## [Задания]
a) Переведите на английский язык предложение из текста о Брэдбери: «Каждая его книга — война за человека против человечества.»
b) Воспроизведите дословно тот отрывок записей, который открывается строкой, содержащей «boy's eye in», и закрывается строкой, содержащей «[[52, 152], [426, 50]]». Обе крайние строки входят в отрывок.

## [Текст для чтения]
Да и в «Хрониках» побег не удался: оказавшись на Марсе, переселенцы немедленно выстраивают точное подобие земного общества, спешно плетут ту же самую паутину — и нет им за это прощения. Брэдбери расправляется с отступниками: эвакуирует их на Землю, уничтожает физически, а то вдруг, преисполнившись жалости, превращает в настоящих марсиан — смуглых и златоглазых.
Каждая его книга — война за человека против человечества.
Повезло советским читателям (а стало быть, и мне). Те, кто давали добро на издание книг Брэдбери, должно быть, ясно видели, что капитализм автору ненавистен. Да и эта его любовь к ведьмам… Не намёк ли на «охоту за ведьмами» при сенаторе Маккарти?
Без пяти минут коммунист.

Строки из набора данных с указанием точек:
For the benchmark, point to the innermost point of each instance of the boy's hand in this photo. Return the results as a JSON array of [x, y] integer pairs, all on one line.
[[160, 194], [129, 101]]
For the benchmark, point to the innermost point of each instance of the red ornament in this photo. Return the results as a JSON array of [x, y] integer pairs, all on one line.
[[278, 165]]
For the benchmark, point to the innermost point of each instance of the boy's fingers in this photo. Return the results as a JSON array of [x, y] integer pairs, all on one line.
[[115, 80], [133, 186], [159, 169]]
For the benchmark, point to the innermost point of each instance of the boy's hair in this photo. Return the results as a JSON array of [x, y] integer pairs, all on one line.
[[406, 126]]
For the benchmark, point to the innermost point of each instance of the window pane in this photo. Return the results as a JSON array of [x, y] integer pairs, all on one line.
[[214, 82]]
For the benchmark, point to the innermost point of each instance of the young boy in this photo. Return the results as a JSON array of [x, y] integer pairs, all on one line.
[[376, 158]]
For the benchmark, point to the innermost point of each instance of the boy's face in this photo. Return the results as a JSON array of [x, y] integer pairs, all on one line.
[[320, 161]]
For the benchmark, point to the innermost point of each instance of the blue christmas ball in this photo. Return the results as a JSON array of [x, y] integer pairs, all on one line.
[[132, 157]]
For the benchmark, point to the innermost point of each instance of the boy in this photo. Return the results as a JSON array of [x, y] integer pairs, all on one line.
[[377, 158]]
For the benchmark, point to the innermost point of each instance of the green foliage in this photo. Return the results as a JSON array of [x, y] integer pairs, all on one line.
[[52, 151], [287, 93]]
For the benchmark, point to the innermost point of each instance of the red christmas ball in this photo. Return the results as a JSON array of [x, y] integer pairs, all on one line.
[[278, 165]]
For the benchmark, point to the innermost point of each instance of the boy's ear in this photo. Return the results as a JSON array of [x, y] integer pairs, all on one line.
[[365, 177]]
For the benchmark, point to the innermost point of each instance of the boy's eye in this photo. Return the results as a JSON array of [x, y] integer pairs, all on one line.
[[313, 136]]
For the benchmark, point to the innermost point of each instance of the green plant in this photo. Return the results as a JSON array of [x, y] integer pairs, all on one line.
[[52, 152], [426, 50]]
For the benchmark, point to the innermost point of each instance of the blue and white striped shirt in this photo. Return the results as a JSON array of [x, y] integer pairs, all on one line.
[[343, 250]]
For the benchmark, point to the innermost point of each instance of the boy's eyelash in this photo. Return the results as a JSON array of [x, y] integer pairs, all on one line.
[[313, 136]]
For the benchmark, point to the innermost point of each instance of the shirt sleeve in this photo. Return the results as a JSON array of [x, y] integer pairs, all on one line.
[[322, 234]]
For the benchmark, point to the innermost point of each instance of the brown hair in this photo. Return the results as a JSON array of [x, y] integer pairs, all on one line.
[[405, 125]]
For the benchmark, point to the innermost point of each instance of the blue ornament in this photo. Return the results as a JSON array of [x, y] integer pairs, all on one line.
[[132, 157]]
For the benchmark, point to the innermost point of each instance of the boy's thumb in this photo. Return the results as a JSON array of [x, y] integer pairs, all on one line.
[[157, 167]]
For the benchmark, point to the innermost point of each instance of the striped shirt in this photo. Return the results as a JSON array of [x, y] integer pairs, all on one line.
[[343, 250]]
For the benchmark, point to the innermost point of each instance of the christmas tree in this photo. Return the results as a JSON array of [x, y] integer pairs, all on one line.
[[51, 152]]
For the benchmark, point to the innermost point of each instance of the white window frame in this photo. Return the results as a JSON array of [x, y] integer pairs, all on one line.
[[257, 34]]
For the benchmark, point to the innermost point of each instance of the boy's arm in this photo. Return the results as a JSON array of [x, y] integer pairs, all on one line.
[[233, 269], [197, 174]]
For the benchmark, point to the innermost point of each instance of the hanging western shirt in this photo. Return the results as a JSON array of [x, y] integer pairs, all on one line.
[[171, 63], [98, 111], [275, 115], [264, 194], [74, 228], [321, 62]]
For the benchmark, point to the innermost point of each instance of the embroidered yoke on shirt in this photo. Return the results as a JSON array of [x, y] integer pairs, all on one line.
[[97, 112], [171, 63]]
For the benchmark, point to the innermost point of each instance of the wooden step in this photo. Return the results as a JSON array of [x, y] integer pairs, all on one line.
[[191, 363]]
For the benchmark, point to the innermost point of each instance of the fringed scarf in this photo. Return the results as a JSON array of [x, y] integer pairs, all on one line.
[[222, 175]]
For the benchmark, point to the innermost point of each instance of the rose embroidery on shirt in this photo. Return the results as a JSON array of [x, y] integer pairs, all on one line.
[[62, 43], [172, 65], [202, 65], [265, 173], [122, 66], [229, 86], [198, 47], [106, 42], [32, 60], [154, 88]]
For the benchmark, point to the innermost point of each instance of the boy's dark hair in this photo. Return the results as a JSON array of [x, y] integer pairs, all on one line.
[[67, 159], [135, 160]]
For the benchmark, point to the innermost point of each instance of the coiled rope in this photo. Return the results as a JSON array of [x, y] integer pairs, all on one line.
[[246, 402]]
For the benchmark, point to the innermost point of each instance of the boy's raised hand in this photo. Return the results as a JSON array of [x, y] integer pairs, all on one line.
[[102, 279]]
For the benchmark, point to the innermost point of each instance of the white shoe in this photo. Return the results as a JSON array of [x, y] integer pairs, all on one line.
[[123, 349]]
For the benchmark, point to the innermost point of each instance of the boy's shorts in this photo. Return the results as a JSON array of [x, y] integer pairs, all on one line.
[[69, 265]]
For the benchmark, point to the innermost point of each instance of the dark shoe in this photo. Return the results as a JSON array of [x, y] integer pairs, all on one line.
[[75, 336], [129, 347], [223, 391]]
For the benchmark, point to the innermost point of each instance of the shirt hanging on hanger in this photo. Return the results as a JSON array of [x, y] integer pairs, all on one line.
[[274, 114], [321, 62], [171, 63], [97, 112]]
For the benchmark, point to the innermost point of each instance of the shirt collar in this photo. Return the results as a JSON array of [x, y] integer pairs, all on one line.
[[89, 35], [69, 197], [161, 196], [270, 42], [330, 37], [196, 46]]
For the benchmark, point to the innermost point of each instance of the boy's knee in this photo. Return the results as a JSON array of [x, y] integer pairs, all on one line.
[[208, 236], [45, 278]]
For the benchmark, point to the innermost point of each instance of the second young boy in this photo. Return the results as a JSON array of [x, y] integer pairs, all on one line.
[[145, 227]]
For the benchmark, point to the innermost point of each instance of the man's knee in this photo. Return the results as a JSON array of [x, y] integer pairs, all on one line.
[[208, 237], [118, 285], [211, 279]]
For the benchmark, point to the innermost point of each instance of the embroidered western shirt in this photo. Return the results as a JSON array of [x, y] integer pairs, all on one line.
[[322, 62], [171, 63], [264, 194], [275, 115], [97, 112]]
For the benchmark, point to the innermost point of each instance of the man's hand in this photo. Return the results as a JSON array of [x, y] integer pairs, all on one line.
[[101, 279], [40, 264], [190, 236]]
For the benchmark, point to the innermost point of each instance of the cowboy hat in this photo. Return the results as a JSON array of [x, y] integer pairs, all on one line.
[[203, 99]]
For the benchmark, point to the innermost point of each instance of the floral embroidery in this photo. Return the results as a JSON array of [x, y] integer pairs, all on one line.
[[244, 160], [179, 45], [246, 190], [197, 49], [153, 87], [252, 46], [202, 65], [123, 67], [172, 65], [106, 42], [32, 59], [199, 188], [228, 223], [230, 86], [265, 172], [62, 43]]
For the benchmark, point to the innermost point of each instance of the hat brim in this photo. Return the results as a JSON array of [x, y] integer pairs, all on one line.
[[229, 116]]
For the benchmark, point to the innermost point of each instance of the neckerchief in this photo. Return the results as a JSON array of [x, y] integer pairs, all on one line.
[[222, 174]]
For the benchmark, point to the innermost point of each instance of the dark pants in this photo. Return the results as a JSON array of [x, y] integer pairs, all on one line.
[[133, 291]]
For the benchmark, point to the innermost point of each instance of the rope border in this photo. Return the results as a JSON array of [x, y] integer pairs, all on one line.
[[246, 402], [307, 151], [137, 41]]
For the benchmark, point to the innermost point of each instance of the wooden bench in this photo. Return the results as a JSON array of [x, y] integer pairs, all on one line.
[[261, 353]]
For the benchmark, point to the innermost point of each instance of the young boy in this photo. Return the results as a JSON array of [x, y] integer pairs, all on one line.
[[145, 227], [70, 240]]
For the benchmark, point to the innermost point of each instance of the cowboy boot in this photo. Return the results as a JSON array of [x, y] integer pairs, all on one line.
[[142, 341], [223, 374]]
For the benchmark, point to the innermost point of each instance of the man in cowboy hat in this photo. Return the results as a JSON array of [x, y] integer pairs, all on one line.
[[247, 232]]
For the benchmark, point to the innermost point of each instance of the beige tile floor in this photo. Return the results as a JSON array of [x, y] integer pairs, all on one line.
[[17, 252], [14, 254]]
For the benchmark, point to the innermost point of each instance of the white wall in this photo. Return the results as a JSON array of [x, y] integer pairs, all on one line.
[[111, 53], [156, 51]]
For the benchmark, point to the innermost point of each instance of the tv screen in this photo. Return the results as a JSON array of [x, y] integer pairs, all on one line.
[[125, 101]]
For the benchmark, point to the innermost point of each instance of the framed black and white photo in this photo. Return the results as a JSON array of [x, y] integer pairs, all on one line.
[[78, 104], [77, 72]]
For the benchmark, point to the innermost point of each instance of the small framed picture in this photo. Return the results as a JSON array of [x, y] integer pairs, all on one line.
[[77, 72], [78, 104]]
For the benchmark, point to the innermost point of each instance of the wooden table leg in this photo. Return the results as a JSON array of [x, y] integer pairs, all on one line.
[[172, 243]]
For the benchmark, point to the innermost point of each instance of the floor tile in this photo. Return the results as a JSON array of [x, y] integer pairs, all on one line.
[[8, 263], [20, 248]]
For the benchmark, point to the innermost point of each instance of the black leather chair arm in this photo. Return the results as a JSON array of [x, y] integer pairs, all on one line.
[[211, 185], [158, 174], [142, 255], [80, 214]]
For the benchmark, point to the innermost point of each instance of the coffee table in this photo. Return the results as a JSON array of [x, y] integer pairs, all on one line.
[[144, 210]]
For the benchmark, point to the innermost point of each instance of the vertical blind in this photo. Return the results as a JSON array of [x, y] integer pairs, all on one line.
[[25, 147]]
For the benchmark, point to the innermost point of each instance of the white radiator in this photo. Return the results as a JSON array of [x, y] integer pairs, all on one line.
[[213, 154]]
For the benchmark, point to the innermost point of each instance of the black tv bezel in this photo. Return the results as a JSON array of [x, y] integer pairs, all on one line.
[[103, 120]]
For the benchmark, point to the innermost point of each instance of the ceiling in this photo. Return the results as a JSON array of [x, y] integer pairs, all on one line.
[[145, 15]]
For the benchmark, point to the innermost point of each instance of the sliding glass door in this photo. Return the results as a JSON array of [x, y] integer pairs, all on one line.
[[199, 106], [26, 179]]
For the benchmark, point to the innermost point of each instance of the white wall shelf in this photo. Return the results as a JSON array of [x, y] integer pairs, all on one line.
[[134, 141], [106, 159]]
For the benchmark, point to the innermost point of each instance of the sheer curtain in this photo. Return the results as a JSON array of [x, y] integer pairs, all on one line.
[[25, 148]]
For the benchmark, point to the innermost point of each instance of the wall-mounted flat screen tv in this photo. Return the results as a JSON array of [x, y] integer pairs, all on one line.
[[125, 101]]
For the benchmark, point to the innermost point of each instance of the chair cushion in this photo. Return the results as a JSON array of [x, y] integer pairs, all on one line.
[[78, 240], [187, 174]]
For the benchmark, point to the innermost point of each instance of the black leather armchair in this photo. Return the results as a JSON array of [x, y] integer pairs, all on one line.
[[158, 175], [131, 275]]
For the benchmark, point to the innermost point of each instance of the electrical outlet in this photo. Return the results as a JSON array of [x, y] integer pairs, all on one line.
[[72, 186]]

---

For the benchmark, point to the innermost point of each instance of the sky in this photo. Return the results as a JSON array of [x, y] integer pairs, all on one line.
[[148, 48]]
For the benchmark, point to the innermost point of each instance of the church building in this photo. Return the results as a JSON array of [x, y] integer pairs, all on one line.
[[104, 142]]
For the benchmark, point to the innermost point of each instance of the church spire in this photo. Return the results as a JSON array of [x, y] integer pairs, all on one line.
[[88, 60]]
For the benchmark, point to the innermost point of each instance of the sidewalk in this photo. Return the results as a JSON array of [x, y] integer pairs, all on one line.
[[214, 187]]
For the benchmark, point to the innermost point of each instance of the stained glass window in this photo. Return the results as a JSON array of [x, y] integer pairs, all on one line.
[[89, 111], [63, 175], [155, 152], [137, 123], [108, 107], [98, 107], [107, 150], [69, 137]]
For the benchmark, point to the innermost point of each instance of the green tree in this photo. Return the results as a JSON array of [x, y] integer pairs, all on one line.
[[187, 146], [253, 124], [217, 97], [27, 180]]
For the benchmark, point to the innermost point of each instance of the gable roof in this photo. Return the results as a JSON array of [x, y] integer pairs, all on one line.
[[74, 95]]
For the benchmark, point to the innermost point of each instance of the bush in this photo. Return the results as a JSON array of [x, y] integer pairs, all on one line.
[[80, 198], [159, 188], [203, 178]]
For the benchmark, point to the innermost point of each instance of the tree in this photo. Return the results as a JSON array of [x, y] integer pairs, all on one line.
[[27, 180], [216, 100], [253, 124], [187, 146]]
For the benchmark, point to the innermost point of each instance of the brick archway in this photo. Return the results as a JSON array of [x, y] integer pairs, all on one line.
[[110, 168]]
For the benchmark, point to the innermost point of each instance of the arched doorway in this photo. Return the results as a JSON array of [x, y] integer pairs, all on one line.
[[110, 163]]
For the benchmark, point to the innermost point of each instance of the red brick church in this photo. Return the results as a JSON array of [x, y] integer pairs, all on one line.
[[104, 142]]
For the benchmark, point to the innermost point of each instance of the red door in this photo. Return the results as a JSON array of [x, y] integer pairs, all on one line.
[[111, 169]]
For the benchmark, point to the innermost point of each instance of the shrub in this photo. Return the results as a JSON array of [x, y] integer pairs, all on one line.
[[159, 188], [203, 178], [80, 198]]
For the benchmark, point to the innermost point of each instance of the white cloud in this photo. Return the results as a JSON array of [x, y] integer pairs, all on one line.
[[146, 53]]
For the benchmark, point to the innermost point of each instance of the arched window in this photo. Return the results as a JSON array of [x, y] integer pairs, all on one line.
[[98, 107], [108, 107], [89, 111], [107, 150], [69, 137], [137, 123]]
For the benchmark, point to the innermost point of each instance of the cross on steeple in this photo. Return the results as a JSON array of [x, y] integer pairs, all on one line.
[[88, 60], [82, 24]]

* * *

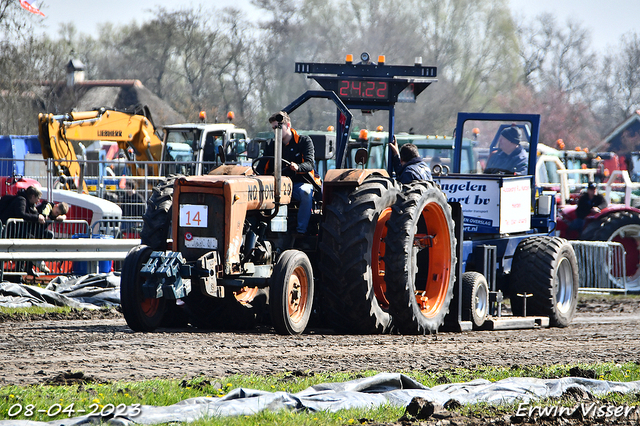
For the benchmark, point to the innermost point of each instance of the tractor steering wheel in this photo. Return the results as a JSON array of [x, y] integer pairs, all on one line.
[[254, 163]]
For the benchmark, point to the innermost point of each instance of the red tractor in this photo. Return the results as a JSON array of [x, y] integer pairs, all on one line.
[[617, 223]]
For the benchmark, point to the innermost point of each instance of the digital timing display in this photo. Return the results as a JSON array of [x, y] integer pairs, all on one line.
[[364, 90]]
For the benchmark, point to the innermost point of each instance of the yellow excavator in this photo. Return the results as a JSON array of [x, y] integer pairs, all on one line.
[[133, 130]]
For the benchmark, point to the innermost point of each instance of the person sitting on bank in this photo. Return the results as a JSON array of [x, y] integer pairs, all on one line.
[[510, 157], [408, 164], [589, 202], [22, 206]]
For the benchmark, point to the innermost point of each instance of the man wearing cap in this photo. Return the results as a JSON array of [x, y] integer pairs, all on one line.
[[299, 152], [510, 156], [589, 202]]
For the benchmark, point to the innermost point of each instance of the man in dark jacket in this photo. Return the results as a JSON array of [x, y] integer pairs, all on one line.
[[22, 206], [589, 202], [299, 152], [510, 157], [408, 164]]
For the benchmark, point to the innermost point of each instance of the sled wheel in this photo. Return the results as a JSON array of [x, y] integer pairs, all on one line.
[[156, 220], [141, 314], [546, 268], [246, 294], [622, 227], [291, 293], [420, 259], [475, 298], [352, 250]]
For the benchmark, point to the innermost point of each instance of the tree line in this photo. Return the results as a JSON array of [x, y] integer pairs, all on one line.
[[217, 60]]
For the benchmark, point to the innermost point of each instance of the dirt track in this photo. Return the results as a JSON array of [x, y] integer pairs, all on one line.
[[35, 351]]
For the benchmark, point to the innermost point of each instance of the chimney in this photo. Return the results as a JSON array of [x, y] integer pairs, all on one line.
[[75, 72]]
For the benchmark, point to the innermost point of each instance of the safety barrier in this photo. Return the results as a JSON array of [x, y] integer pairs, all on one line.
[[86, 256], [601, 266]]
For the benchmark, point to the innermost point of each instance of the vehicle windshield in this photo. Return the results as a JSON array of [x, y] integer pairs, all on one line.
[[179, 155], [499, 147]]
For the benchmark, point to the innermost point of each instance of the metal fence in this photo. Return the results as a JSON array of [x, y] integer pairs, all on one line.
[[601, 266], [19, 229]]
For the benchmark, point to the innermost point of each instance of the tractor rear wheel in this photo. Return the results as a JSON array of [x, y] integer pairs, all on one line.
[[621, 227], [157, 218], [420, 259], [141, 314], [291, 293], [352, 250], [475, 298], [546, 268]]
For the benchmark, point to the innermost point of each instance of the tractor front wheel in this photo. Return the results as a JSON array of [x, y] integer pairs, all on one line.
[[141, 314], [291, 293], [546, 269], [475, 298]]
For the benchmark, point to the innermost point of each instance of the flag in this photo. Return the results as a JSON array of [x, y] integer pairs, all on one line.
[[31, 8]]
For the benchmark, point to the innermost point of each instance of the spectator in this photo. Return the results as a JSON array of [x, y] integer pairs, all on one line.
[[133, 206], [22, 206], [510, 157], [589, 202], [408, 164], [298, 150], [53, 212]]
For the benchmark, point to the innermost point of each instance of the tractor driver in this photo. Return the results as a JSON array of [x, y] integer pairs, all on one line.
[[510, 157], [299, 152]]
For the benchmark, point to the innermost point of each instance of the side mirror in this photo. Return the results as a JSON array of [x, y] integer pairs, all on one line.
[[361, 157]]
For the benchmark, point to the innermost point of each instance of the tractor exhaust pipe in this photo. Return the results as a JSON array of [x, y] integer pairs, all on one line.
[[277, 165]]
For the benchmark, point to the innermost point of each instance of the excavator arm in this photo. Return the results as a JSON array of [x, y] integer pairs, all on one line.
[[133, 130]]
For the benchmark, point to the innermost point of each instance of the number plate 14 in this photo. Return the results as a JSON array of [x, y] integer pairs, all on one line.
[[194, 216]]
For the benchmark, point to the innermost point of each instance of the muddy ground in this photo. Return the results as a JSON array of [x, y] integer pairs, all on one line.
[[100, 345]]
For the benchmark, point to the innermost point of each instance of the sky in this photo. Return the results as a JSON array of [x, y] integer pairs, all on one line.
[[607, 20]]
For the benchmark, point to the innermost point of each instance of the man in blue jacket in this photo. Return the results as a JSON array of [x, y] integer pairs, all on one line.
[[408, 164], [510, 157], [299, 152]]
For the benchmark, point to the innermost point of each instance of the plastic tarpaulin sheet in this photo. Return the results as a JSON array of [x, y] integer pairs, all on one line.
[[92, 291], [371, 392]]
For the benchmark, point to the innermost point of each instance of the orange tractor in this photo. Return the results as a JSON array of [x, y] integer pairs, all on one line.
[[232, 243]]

## [Результаты]
a) Each of his books is a war for man against mankind.

b)
For the benchmark, point to the innermost point of each instance of the boy's eye in this photo. Return the results as a JSON array of [x, y] integer pairs, all on one line.
[[313, 136]]
For the benchmark, point to the innermost point of each instance of the green plant in this photo. Return the results as a JSON array of [x, y] integer pairs, all on one line.
[[52, 152], [426, 50]]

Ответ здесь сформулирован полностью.